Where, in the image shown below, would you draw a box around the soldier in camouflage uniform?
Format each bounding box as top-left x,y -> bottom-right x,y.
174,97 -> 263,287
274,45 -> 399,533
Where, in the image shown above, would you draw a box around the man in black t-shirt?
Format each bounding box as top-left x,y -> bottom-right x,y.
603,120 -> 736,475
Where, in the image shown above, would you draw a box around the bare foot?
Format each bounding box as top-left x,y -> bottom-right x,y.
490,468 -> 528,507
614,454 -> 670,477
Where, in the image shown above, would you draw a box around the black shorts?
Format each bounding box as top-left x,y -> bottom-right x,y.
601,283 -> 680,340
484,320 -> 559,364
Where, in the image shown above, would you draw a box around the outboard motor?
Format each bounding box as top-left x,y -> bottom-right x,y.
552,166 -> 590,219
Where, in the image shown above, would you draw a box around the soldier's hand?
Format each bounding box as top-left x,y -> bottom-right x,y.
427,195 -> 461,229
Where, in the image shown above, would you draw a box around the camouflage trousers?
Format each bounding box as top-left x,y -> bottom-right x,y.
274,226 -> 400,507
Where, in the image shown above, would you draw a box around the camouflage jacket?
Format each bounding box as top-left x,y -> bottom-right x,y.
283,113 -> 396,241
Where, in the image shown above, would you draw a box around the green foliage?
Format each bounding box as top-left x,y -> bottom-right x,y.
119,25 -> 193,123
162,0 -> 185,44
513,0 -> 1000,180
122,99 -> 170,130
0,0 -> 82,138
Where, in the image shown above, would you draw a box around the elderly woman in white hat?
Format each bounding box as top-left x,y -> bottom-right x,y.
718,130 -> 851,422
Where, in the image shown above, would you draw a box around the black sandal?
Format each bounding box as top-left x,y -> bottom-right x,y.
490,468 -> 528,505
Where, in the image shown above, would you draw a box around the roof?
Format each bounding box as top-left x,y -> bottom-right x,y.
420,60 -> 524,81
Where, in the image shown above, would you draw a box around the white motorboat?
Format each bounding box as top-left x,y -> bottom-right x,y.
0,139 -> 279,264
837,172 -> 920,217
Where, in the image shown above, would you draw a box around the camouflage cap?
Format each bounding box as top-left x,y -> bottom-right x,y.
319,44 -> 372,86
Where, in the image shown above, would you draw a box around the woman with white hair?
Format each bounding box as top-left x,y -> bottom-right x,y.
* * *
Format every line of the listing above as a Markdown table with two columns, "No." and "Line," numbering each row and omitting any blank lines.

# [TASK ANSWER]
| No. | Line |
|---|---|
| 1 | Where, in the image shown below, would you draw a box around the soldier in camouflage uniform? |
| 2 | Format each bounding box as top-left x,y -> bottom-right x,y. |
| 3 | 174,97 -> 263,287 |
| 4 | 274,45 -> 399,533 |
| 5 | Where, in the image shown above, would you draw a box around the man in black t-shirt? |
| 6 | Format each bounding box as top-left x,y -> bottom-right x,y. |
| 7 | 603,120 -> 736,475 |
| 8 | Where, in the image shown above, would you draw a box around the bare foot? |
| 9 | Format each bounding box as top-left x,y -> bottom-right x,y. |
| 10 | 490,468 -> 528,507 |
| 11 | 614,454 -> 670,477 |
| 12 | Where, in the image shown above, would you draw a box around the black shorts? |
| 13 | Format each bounding box as top-left x,y -> bottom-right x,y. |
| 14 | 601,283 -> 680,340 |
| 15 | 484,320 -> 559,364 |
| 16 | Where, in the image shown above, would you draw a box around the outboard motor? |
| 17 | Format each bounding box as top-left x,y -> bottom-right x,y. |
| 18 | 552,166 -> 590,219 |
| 19 | Where, in the image shown above, would you draw a box around the soldier's hand? |
| 20 | Format each bounding box as top-left x,y -> bottom-right x,y. |
| 21 | 427,195 -> 461,229 |
| 22 | Where, in the image shown above, would you draw a box around the camouflage trousers? |
| 23 | Format each bounding box as top-left x,y -> bottom-right x,y. |
| 24 | 274,226 -> 400,507 |
| 25 | Where, in the image shown above, would you draw a box around the camouflage jacket? |
| 26 | Format each bounding box as top-left x,y -> bottom-right x,y. |
| 27 | 283,113 -> 396,241 |
| 28 | Where, in the image shown above, would you draw a box around the green foliage? |
| 29 | Format each bounding box as top-left x,y -> bottom-right x,y. |
| 30 | 119,25 -> 193,123 |
| 31 | 162,0 -> 185,44 |
| 32 | 513,0 -> 1000,180 |
| 33 | 122,99 -> 170,130 |
| 34 | 0,0 -> 82,138 |
| 35 | Where, in the image shown above, would you draw a box around the elderly woman in white hat? |
| 36 | Format each bounding box as top-left x,y -> bottom-right x,y. |
| 37 | 718,130 -> 851,422 |
| 38 | Where, in the image shown above, would you draw a box around the black sandal? |
| 39 | Format each bounding box as top-left x,y -> bottom-right x,y. |
| 40 | 490,468 -> 528,505 |
| 41 | Where, in the image shown above, would you draw a box around the roof? |
| 42 | Format each bounding box as top-left x,y -> bottom-right x,y. |
| 43 | 420,60 -> 524,81 |
| 44 | Where, in the image shown above, would you draw a box around the white motorboat? |
| 45 | Format each bounding box as top-left x,y -> bottom-right x,y. |
| 46 | 0,139 -> 279,264 |
| 47 | 837,172 -> 920,217 |
| 48 | Where, in the image shown above, would you draw a box around the camouflage cap? |
| 49 | Format each bounding box as top-left x,y -> bottom-right x,y. |
| 50 | 319,44 -> 372,86 |
| 51 | Where, in the image shown above, would you draw a box around the woman with white hair? |
| 52 | Format each bounding box as top-left x,y -> bottom-right x,y. |